▶ **Selected extract**:
TL;DR
California brokers who handle trust funds — money belonging to others in connection with a real estate transaction — face strict handling requirements under Business and Professions Code §10145 and Commissioner's Regulations CCR §§2830-2832 (California Code of Regulations, Title 10). The core general rule is deposit within 3 business days: trust funds accepted by a broker or the broker's salesperson must be placed into the hands of the funds' owner, into a neutral escrow depository, OR into a properly-designated broker trust account not later than three business days following receipt. Broker-controlled escrow funds in a real estate purchase, exchange, or loan transaction are subject to a stricter next-business-day placement rule under CCR §2832(e). One narrow exception under CCR §2832(c) permits an offeror's deposit check to be held uncashed until acceptance of the offer, provided (a) the check by its terms is not negotiable by the broker (or the offeror has given written instructions the check shall not be deposited or cashed until acceptance), and (b) the offeree is informed before or at the time the offer is presented for acceptance that the check is being held uncashed. Trust accounts must be non-interest-bearing (unless expressly authorized) and must be in the broker's name (or licensed fictitious name) as trustee. Recordkeeping requirements under CCR §§2831-2831.1 mandate a Bank Account Record, Separate Beneficiary Records, and reconciliation. Commingling of broker funds with trust funds is prohibited under B&P §10176(e); trust fund shortage is grounds for discipline under B&P §10177(d). DRE audits frequently identify recordkeeping deficiencies, late deposits, commingling, or shortages, making trust fund compliance one of the most consequential ongoing broker duties.
What counts as trust funds — and what doesn't
Trust funds are money belonging to OTHERS held by the broker in the ordinary course of a real estate transaction. The classic example is a purchase money deposit from a buyer, held pending acceptance of an offer and eventual disposition through escrow. Other common trust funds include rent and security deposits collected by a broker acting as property manager, principal and interest payments collected by a broker acting as loan servicer, funds held in broker-controlled escrows, and comparable custodial arrangements. The unifying feature is that the money is not the broker's — the broker holds it for the benefit of a principal (buyer, seller, tenant, landlord, borrower, or investor).

▶ **Work to do**:
Please continue the overview of California broker trust fund rules, picking up right after its last sentence.

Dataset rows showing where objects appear
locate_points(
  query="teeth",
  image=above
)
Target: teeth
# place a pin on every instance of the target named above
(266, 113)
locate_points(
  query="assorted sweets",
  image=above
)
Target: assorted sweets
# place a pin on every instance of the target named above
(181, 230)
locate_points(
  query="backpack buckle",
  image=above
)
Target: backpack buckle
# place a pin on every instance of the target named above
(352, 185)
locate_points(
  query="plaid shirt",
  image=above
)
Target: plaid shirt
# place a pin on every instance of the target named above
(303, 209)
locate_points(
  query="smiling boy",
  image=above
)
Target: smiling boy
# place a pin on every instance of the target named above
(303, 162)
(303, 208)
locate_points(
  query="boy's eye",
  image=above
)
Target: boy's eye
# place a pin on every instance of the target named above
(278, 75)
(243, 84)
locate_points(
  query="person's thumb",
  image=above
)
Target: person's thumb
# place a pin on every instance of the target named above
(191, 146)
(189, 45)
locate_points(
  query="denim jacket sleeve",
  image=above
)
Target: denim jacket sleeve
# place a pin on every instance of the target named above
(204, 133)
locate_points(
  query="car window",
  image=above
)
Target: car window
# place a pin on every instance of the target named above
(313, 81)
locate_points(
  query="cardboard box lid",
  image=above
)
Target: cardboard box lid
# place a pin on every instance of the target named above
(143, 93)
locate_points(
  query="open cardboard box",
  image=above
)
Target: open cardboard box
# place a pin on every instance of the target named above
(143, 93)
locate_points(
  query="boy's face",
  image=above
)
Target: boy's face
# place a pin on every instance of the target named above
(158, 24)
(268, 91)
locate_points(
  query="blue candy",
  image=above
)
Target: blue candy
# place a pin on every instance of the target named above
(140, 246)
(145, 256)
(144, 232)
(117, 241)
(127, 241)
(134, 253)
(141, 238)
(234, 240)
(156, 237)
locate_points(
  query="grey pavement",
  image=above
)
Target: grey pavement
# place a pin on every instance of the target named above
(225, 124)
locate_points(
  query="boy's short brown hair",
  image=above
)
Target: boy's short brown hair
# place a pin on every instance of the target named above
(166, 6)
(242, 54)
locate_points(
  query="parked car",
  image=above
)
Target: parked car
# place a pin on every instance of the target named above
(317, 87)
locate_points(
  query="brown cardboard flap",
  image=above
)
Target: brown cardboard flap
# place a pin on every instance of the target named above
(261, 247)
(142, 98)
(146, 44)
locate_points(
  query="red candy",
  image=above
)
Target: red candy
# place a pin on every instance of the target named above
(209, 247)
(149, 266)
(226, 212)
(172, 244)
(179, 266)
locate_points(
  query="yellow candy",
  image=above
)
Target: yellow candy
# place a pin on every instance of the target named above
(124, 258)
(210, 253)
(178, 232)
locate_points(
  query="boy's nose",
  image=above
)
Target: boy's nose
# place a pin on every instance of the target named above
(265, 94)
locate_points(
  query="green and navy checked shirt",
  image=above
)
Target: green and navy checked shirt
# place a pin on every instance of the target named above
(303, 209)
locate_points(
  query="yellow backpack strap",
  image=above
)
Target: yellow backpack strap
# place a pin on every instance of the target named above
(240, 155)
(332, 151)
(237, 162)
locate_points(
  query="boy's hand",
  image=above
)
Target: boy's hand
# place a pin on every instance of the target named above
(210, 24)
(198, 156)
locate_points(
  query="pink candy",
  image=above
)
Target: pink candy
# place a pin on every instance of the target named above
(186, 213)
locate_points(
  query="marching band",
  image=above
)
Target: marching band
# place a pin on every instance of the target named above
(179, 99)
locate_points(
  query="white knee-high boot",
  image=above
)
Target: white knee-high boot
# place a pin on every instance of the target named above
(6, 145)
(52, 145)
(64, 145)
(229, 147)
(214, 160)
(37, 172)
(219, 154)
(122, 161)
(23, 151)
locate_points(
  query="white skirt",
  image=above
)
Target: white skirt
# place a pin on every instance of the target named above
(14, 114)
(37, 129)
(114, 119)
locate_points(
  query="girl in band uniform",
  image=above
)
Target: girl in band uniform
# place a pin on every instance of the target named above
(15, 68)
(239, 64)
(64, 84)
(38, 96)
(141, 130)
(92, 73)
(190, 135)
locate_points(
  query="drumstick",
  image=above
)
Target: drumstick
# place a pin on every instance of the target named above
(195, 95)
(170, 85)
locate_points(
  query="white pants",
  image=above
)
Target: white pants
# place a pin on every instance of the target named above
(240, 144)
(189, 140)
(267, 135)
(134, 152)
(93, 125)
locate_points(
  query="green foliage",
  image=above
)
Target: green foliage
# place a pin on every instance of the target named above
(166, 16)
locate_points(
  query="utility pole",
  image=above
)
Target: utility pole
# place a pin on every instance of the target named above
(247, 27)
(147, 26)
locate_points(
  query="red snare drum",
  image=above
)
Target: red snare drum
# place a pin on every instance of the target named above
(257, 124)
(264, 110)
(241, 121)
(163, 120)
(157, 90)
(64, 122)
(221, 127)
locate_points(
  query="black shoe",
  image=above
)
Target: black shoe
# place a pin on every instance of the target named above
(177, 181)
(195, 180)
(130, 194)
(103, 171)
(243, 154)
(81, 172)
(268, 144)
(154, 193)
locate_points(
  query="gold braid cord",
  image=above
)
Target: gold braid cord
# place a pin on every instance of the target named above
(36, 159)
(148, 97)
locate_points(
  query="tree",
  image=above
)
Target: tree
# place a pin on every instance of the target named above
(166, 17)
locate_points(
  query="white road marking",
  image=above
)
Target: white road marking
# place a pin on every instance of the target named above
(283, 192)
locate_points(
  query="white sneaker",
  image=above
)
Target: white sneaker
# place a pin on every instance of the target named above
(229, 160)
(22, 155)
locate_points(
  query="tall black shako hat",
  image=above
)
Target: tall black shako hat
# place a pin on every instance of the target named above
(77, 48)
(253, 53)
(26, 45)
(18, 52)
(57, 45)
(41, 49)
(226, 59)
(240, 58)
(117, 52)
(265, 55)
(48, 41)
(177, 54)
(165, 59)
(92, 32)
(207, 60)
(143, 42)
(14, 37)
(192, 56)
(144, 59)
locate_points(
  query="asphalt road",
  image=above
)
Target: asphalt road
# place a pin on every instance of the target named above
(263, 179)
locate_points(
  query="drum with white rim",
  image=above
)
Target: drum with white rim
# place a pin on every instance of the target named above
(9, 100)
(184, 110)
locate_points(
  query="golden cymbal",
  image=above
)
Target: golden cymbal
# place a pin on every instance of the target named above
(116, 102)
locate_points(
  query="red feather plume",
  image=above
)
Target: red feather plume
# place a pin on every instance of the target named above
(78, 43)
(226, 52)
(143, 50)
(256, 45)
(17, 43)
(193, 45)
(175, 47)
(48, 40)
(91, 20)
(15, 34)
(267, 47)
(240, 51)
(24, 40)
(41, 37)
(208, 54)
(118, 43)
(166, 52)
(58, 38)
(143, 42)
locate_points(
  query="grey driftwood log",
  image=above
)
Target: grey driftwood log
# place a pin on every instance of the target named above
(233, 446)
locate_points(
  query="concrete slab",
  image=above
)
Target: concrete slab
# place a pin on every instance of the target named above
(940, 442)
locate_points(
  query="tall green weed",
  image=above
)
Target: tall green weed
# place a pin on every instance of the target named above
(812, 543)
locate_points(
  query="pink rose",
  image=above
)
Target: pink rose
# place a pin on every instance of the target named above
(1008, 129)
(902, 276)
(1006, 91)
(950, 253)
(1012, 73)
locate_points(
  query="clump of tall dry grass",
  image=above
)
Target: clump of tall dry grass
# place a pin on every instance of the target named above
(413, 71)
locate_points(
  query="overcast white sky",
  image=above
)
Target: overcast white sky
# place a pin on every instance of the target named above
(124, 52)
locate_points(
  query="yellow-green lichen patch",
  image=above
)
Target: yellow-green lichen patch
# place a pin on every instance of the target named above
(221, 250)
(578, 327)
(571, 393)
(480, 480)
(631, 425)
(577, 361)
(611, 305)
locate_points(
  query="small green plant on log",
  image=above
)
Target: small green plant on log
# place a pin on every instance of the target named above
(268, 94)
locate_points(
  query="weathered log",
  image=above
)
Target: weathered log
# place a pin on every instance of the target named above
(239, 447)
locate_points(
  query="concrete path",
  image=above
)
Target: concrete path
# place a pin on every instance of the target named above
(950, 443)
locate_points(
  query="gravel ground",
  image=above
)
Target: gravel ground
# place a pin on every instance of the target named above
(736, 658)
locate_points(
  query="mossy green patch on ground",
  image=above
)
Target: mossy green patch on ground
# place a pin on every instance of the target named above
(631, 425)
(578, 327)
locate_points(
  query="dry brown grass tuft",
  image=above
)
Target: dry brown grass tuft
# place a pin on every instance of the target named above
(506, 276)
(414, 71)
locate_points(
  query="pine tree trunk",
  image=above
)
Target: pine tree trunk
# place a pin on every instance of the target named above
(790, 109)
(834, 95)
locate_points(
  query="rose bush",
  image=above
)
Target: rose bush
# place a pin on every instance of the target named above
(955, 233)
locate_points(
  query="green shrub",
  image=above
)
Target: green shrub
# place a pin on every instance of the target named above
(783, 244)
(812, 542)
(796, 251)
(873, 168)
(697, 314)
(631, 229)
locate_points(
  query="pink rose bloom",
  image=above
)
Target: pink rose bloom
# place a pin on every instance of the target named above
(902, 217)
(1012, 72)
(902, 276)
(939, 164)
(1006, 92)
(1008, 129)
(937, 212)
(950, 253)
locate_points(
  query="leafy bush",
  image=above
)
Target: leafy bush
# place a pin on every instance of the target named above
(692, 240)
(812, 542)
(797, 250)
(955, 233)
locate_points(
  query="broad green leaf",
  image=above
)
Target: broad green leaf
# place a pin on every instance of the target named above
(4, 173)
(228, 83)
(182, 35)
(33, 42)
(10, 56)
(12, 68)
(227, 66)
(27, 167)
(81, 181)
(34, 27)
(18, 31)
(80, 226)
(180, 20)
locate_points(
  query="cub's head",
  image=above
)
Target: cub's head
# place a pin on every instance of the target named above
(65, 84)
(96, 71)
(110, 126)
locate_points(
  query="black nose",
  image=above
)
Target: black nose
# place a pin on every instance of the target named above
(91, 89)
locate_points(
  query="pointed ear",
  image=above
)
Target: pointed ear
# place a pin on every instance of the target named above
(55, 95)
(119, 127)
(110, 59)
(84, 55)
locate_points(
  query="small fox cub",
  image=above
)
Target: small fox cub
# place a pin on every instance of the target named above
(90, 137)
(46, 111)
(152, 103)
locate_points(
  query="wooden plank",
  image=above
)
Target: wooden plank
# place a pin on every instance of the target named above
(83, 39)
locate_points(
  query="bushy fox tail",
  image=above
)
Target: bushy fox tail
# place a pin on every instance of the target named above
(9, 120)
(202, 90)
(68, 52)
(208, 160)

▶ **Exercise output**:
Broker-owned property rents and security deposits are NOT trust funds because they belong to the broker. Depositing broker-owned rents in the trust account is commingling — a serious violation. Similarly, commissions earned by the broker and collectible from the trust account are not trust funds; they must be removed within 25 days of being earned or the broker risks a commingling violation under §10176(e).
Commissioner's Regulation 2832 and B&P §10145 apply whenever the broker "accepts funds belonging to others." A salesperson who accepts trust funds on behalf of the sponsoring broker must immediately deliver the funds to the broker (or, if directed, to the broker's principal, a neutral escrow depository, or the broker's trust account). The salesperson never has independent authority to hold trust funds — the broker's fiduciary obligation runs directly to the principal, and the salesperson operates as the broker's agent. The broker-versus-salesperson supervisory allocation is central to trust fund compliance because the broker bears vicarious responsibility for salesperson trust fund handling — see our broker vs salesperson license deep-dive for the supervision framework. For related state-specific frameworks, see our DRE licensing structure guide and our Commissioner disciplinary process guide.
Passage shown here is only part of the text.